— Exercise —
Every line that contains "shirt" must be located and copied from the data.

Referring expression pointing data:
_ _ _
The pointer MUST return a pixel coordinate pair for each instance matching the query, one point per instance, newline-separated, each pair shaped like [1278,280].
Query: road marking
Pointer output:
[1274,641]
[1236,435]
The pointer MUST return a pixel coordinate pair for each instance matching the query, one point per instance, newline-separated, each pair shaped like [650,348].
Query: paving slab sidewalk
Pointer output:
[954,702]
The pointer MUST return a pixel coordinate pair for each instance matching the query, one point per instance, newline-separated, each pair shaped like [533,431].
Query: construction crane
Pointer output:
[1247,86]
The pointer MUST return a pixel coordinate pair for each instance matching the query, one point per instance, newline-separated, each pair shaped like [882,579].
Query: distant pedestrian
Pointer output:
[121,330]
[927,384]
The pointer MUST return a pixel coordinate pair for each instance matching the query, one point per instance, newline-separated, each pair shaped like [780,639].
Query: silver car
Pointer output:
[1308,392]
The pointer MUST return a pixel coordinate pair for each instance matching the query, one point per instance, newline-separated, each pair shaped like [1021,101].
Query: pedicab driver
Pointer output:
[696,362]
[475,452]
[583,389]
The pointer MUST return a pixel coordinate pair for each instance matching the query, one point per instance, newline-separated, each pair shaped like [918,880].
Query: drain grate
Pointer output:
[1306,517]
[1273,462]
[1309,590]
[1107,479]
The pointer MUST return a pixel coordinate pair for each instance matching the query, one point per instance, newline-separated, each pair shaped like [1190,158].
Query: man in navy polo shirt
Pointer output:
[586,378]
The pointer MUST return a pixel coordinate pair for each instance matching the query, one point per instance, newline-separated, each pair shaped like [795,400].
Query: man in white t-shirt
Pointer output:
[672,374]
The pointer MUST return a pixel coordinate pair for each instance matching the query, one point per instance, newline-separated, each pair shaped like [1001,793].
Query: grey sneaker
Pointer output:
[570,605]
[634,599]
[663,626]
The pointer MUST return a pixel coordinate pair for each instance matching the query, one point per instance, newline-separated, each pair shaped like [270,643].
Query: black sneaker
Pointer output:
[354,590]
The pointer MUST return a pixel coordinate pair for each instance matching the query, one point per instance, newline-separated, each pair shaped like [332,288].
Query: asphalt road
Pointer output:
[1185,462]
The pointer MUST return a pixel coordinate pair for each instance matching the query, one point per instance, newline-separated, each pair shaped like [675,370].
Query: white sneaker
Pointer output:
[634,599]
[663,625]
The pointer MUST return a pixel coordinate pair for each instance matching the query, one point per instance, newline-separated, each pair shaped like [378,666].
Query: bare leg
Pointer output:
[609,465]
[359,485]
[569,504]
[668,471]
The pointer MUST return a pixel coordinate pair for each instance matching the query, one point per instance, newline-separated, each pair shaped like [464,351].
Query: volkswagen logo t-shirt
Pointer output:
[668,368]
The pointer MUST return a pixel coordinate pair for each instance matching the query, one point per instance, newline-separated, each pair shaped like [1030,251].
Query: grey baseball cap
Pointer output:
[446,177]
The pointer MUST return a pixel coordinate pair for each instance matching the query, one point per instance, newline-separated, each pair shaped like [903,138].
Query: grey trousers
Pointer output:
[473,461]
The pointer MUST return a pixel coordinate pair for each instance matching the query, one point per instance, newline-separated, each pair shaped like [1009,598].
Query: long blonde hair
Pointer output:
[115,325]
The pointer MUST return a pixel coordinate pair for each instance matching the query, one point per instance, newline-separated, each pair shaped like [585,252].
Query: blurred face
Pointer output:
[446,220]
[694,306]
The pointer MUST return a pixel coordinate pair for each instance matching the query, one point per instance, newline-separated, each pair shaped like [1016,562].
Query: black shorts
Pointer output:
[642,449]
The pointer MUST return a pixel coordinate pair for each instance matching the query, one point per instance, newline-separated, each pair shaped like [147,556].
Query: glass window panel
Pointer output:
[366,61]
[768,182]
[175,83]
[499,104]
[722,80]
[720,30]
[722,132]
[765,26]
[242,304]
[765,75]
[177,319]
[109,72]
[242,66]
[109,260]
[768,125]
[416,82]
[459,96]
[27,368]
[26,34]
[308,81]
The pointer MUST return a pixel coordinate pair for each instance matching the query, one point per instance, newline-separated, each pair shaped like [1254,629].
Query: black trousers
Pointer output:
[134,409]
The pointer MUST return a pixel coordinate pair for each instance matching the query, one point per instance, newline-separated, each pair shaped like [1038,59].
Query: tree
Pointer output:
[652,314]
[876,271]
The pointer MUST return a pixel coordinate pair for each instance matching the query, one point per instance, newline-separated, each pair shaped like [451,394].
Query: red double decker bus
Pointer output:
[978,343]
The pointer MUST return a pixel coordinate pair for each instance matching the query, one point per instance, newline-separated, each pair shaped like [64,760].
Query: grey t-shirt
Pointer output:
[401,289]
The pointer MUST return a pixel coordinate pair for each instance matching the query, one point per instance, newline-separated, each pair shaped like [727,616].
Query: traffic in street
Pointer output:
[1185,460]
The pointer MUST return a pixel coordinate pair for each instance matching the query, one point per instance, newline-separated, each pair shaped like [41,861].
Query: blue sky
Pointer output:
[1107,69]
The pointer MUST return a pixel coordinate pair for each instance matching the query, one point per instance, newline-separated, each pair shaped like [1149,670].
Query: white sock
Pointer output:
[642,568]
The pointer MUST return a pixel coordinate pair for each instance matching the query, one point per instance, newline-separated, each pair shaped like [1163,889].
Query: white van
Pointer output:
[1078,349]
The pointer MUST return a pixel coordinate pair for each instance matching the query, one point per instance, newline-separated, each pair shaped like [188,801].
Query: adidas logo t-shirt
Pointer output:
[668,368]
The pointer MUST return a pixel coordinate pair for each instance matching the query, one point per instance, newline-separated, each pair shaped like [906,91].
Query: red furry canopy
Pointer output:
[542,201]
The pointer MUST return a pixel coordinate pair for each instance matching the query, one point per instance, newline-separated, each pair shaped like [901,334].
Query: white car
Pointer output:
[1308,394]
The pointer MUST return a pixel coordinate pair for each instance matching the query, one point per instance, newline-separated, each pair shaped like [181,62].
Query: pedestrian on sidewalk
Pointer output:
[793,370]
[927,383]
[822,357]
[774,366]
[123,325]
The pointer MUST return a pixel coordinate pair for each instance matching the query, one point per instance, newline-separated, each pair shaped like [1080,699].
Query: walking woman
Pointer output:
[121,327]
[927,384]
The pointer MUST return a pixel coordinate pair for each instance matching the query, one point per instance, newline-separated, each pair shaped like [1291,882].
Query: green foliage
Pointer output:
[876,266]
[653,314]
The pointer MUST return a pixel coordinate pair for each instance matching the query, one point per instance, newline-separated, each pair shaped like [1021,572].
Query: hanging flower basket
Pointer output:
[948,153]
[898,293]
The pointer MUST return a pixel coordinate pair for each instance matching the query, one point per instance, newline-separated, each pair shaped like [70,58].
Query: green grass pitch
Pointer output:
_ _ _
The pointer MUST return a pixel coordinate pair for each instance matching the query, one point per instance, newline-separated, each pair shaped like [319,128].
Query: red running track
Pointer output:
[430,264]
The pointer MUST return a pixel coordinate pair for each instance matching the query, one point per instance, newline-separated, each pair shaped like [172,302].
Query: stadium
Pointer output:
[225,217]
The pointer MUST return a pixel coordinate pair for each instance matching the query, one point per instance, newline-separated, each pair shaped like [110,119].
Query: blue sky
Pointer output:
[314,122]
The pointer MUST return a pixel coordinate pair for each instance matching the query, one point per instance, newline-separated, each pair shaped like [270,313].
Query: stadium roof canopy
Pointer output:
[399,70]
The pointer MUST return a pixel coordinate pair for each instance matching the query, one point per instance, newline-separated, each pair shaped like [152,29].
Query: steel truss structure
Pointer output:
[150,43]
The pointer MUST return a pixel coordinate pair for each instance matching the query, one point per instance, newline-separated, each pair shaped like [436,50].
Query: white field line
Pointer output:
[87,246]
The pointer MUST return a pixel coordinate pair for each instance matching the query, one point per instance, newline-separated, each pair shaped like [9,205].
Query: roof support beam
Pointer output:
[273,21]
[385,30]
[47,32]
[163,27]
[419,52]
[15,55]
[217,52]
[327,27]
_ _ _
— Answer to this task —
Query: man in navy polo shirt
Query: man in white t-shirt
Query: volkswagen logo t-shirt
Query: grey t-shirt
Query: adidas logo t-shirt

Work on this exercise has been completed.